Reproduce verbatim everything in the material from the line containing "hair, that would help a great deal." down to the line containing "140 38 L 140", including both of those lines.

Image segmentation entries
——————————
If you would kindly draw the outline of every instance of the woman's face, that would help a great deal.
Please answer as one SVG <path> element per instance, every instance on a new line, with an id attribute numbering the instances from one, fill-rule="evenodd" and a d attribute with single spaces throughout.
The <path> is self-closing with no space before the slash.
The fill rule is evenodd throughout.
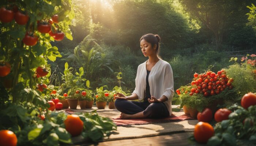
<path id="1" fill-rule="evenodd" d="M 146 57 L 155 54 L 155 49 L 157 48 L 157 45 L 155 44 L 154 48 L 152 48 L 150 43 L 147 42 L 144 39 L 140 41 L 140 48 L 142 53 Z"/>

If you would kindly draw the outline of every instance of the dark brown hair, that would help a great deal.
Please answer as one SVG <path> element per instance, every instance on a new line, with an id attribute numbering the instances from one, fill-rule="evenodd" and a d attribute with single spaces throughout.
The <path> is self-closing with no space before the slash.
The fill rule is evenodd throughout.
<path id="1" fill-rule="evenodd" d="M 140 38 L 140 42 L 141 41 L 141 40 L 143 39 L 144 39 L 147 42 L 150 43 L 152 46 L 152 48 L 155 44 L 157 44 L 156 53 L 157 53 L 157 57 L 161 58 L 161 57 L 159 56 L 159 51 L 158 51 L 159 50 L 159 42 L 160 41 L 160 36 L 157 34 L 154 35 L 152 34 L 147 34 L 144 35 Z"/>

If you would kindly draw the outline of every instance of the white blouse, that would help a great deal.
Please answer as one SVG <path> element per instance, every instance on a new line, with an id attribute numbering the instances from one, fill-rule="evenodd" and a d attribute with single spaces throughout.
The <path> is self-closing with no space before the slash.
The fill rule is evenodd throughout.
<path id="1" fill-rule="evenodd" d="M 135 79 L 136 87 L 132 93 L 137 94 L 139 100 L 143 99 L 145 97 L 147 76 L 146 63 L 148 60 L 138 66 Z M 163 95 L 167 97 L 168 100 L 163 103 L 167 107 L 170 115 L 171 115 L 172 100 L 174 95 L 174 90 L 173 71 L 170 64 L 159 59 L 151 69 L 148 75 L 148 83 L 151 96 L 157 99 L 160 99 Z"/>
——————————
▶ **EXERCISE RESPONSE**
If you would kindly draw the outline of every instance of the dark brown hair, that would help a great deal.
Please answer as one SVG <path> element per instance, every instance on a new line, with an id attribute numbering the instances from one, fill-rule="evenodd" and a d attribute with single spaces throughout.
The <path> is self-closing with no space before the slash.
The fill rule is evenodd throughout.
<path id="1" fill-rule="evenodd" d="M 140 38 L 140 42 L 141 41 L 141 40 L 143 39 L 144 39 L 147 42 L 150 43 L 152 46 L 152 48 L 155 44 L 157 44 L 156 53 L 157 53 L 157 57 L 161 58 L 161 57 L 159 56 L 159 51 L 158 51 L 159 50 L 159 42 L 160 41 L 160 36 L 157 34 L 154 35 L 152 34 L 147 34 L 144 35 Z"/>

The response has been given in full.